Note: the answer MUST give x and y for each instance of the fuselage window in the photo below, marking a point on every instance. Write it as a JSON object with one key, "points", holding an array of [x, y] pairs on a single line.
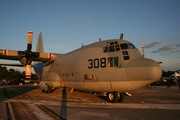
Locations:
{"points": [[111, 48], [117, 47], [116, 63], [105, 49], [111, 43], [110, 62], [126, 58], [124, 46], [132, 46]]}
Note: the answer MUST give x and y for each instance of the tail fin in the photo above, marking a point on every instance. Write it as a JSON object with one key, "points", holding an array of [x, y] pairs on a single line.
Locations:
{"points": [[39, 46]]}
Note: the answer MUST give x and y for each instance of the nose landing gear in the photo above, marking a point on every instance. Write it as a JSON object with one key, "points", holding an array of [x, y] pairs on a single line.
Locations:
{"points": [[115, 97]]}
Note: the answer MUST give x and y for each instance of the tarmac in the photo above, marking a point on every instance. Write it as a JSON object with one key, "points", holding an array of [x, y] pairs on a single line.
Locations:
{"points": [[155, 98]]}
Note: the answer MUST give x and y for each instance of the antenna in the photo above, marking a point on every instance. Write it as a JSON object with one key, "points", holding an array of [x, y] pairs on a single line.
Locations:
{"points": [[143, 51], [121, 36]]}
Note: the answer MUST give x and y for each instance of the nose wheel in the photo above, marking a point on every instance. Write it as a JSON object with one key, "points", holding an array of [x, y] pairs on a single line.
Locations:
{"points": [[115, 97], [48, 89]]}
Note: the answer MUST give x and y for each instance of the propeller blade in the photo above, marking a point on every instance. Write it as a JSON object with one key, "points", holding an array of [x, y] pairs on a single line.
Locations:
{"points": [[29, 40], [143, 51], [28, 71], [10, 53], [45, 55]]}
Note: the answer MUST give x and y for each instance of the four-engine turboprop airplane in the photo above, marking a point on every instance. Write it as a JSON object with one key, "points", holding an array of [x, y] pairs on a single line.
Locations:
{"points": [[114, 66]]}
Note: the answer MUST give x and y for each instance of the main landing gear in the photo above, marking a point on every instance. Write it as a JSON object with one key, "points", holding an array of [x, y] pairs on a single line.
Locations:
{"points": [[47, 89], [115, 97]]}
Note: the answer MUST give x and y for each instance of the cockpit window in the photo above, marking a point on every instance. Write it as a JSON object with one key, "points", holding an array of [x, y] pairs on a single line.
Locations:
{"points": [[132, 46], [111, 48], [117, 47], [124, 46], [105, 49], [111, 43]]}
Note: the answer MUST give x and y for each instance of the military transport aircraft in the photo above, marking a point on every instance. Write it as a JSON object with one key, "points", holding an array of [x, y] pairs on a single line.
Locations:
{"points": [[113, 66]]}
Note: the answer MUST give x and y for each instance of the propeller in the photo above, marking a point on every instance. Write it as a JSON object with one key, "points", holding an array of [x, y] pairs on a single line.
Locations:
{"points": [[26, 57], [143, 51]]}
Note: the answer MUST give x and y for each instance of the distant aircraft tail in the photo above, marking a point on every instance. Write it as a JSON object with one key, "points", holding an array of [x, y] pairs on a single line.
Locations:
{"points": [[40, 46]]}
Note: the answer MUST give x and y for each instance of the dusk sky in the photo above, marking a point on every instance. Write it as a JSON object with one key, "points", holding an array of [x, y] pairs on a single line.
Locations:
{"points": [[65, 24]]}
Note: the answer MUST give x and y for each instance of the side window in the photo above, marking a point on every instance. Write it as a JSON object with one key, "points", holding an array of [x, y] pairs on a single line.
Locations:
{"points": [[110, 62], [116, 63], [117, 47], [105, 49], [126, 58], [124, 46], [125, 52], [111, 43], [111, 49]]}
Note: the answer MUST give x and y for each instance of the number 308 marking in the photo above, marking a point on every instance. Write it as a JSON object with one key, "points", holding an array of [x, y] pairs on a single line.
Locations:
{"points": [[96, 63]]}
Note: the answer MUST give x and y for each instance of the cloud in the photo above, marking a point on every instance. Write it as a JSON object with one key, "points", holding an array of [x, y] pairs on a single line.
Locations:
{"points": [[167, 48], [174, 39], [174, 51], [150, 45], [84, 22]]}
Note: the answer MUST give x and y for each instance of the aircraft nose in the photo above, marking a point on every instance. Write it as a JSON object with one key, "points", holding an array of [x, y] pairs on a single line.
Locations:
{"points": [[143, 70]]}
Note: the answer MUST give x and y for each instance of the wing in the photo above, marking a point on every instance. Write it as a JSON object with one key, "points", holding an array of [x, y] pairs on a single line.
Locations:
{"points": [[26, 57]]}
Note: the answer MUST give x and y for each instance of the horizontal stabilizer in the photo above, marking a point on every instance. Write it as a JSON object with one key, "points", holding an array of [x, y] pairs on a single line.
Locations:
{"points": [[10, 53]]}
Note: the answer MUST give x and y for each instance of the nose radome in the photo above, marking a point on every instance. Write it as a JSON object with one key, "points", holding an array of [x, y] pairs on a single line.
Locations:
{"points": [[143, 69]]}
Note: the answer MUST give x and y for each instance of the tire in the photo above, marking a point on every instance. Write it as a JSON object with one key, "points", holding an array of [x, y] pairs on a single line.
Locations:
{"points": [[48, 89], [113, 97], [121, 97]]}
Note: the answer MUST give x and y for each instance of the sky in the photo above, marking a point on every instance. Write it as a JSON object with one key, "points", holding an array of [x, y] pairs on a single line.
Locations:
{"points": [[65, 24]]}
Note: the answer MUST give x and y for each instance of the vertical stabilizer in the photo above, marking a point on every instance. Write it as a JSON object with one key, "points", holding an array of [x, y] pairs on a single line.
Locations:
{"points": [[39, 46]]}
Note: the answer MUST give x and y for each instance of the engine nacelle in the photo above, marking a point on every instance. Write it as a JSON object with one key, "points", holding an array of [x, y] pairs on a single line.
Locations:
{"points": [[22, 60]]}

══════

**What is needed**:
Rewrite all of the records above as a numbered list, one line per item, skipping any blank lines and leaving out the pictures.

**Response to this exercise**:
1. Note: the answer MUST give x and y for each instance of the fuselage window in the photo below, marking a point on every instance. Write it as a JSON object with one key, "points", holding an array of [x, y] pairs on a single line.
2. Locations:
3. {"points": [[111, 48], [117, 47], [116, 63], [105, 49], [111, 43], [110, 62], [126, 58], [124, 46], [132, 46]]}
4. Note: the answer MUST give x and y for each instance of the tail fin in the photo above, marking a point on every instance. Write it as a JSON object with one key, "points", holding an array of [x, y] pairs on a single line.
5. Locations:
6. {"points": [[39, 46]]}
7. Note: the answer MUST give x and y for each instance of the nose landing gear in the photo above, marking a point on every instance. Write it as a JSON object with one key, "points", holding an array of [x, y] pairs on a single line.
8. Locations:
9. {"points": [[115, 97]]}
10. Note: the answer MUST give x and y for each instance of the tarmac in the photo above, marking a point on every instance. Write it as a JSON object with one key, "points", holding an array of [x, y] pairs on a single line.
11. Locations:
12. {"points": [[155, 98]]}
13. Note: the answer MUST give x and y for each instance of the antenna in the photo above, marking a point on every instance. Write it as a JSON object with one key, "points", holding an array of [x, y] pairs on a single line.
14. Locations:
15. {"points": [[143, 51], [121, 36]]}
16. Note: the answer MUST give x and y for each instance of the nose wheel in the photo above, marking a point on every instance. Write it as a JSON object with one key, "points", holding an array of [x, y] pairs on a single line.
17. Locations:
18. {"points": [[115, 97], [48, 89]]}
19. Note: the answer MUST give x and y for each instance of the propeller blade in the photo above, marking a point on every instance. Write it as a JSON object with one key, "points", holding an array of [x, y] pairs on a single line.
20. Locations:
21. {"points": [[29, 40], [143, 51], [28, 71], [10, 53], [45, 55]]}
22. Note: the answer MUST give x and y for each instance of the four-engine turboprop airplane in the photo above, marking a point on every instance. Write it as a JSON object with one key, "points", holding an array of [x, y] pairs on a single line.
23. Locations:
24. {"points": [[114, 66]]}
25. Note: the answer MUST give x and y for each instance of the main landing gear in the photo above, marking a point on every instance. Write it as a JSON object with one key, "points", holding an array of [x, y] pairs on a single line.
26. Locations:
27. {"points": [[47, 89], [115, 97]]}
28. Note: the answer MUST give x and y for each instance of the cockpit window in the photo above, marking a point on every instance. Write it as a JSON object with one key, "points", holding an array of [x, y] pairs on a single line.
29. Locations:
30. {"points": [[132, 46], [111, 48], [117, 47], [124, 46], [105, 49], [111, 43]]}
31. Note: the answer MUST give x and y for each instance of the military transport aircraft in the photo above, marking a point on every instance. Write it as a JSON object with one key, "points", holding an array of [x, y] pairs on a single line.
32. Locations:
33. {"points": [[113, 66]]}
34. Note: the answer MUST give x and y for each instance of the propeller in the photo above, marking a point on every instance. Write it as a JSON object with one key, "points", holding an array of [x, y] pairs on a single line.
35. Locations:
36. {"points": [[26, 57], [143, 51]]}
37. Note: the answer MUST give x and y for each instance of the distant aircraft tail in the photo above, marking a point on every instance. Write it as a JSON object with one key, "points", holding an array of [x, y] pairs on a single line.
38. Locations:
39. {"points": [[40, 46]]}
40. Note: the answer MUST give x and y for each instance of the dusk sky in the photo above, marking a point on every instance. Write it as a JSON object with one key, "points", holding an array of [x, y] pairs on a single line.
41. Locations:
42. {"points": [[65, 24]]}
43. Note: the answer MUST give x and y for each instance of the side window in the photo above, marking a point on every instance. Write it as a JSON object with one key, "points", holding an array of [x, y] pairs on a single line.
44. Locations:
45. {"points": [[110, 62], [116, 63], [117, 47], [105, 49], [126, 58], [124, 46], [125, 52], [111, 43], [111, 49]]}
46. Note: the answer MUST give x and y for each instance of the number 308 marking in the photo above, marking a point on every instance. Write it as a JSON object with one key, "points", holding an array of [x, y] pairs on a single line.
47. Locations:
48. {"points": [[96, 63]]}
49. Note: the answer MUST give x and y for each instance of the cloud in the photo above, marking a point on every instance. Write it as a JSON object with one key, "points", holding an array of [x, y] pairs on a single line.
50. Locations:
51. {"points": [[167, 48], [174, 39], [174, 51], [150, 45], [84, 22]]}
52. Note: the answer MUST give x and y for each instance of the aircraft nose in the photo above, marking a point on every instance. Write it as a JSON object with one key, "points", holding an array of [x, y] pairs on a single line.
53. Locations:
54. {"points": [[143, 70]]}
55. Note: the answer MUST give x and y for each instance of the wing in the photo above, marking a point on every instance. Write it as a JSON object with one key, "points", holding an array of [x, y] pairs on a single line.
56. Locations:
57. {"points": [[26, 57]]}
58. Note: the answer MUST give x and y for each instance of the horizontal stabilizer in the photo above, marking a point on every instance. Write it as a JSON object with one key, "points", holding an array of [x, y] pairs on a single line.
59. Locations:
60. {"points": [[10, 53]]}
61. Note: the answer MUST give x and y for each instance of the nose radome in the photo above, marking a point on every instance. Write it as a JSON object with one key, "points", holding an array of [x, y] pairs on a single line.
62. Locations:
63. {"points": [[143, 69]]}
64. Note: the answer MUST give x and y for each instance of the tire in the photo above, marking a point on every instance. Write it as a JSON object with one key, "points", holding an array of [x, y] pairs on a single line.
65. Locations:
66. {"points": [[48, 89], [113, 97], [121, 97]]}
67. Note: the answer MUST give x and y for each instance of the sky in the photo above, marking a point on every instance. Write it as a JSON object with one key, "points", holding an array of [x, y] pairs on a single line.
68. Locations:
69. {"points": [[65, 24]]}
70. Note: the answer MUST give x and y for each instance of the vertical stabilizer in the photo above, marking a point on every instance. Write it as a JSON object with one key, "points", holding an array of [x, y] pairs on a single line.
71. Locations:
72. {"points": [[39, 46]]}
73. Note: the answer MUST give x and y for each instance of the engine nacelle in the photo above, marking a point on every instance. Write it as a JSON object with one key, "points", holding an array of [x, y] pairs on a single line.
74. Locations:
75. {"points": [[22, 60]]}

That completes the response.